Rewrite the listing, replacing "yellow sign" with "road sign" wherever it occurs and keeping everything else the same.
──────── Task input
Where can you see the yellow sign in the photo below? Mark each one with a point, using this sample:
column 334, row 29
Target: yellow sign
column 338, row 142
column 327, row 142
────────────────
=== Full answer ===
Where can you see the road sign in the photo below? Mark each one with a point, using this sample:
column 334, row 29
Target: road sign
column 338, row 142
column 327, row 142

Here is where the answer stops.